[What you need to do] All lines of the entries with "instance" in them must be listed.

[Provided data]

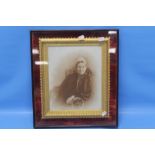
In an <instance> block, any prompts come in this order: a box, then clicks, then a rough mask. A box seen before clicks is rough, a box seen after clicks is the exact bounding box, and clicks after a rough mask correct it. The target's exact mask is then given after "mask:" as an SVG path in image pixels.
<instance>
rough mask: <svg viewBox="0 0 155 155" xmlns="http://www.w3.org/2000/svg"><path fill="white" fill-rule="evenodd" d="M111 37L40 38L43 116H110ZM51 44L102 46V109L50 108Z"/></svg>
mask: <svg viewBox="0 0 155 155" xmlns="http://www.w3.org/2000/svg"><path fill="white" fill-rule="evenodd" d="M109 41H110V38H104V39H103V40H101V41H100V40H99V39H98V38H84V39H82V40H79V38H39V52H40V62H43V63H41V64H42V65H41V67H40V80H41V100H42V118H47V119H48V118H49V119H50V118H67V117H70V118H71V117H81V118H83V117H86V118H87V117H90V118H91V117H92V118H93V117H108V116H109V94H110V63H109V62H110V54H109ZM51 46H57V47H60V46H100V47H101V50H102V51H101V52H102V58H101V60H102V64H101V65H102V71H101V72H102V90H101V94H102V107H101V110H54V111H50V110H49V80H48V78H49V75H48V47H51Z"/></svg>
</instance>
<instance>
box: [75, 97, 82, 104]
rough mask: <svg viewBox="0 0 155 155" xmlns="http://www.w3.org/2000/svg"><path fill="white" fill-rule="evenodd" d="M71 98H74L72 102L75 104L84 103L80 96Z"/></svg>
mask: <svg viewBox="0 0 155 155" xmlns="http://www.w3.org/2000/svg"><path fill="white" fill-rule="evenodd" d="M73 100H74V104H76V105H80V104H83V103H84V101H83V99H82V98H80V97H74V99H73Z"/></svg>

[Your solution]
In an <instance> block, any prompts come in this order: a box, then clicks, then a rough mask. A box seen before clicks is rough, a box seen after clicks is the exact bounding box, and clicks after a rough mask correct it. The target's exact mask is then given after "mask:" as an SVG path in image pixels.
<instance>
</instance>
<instance>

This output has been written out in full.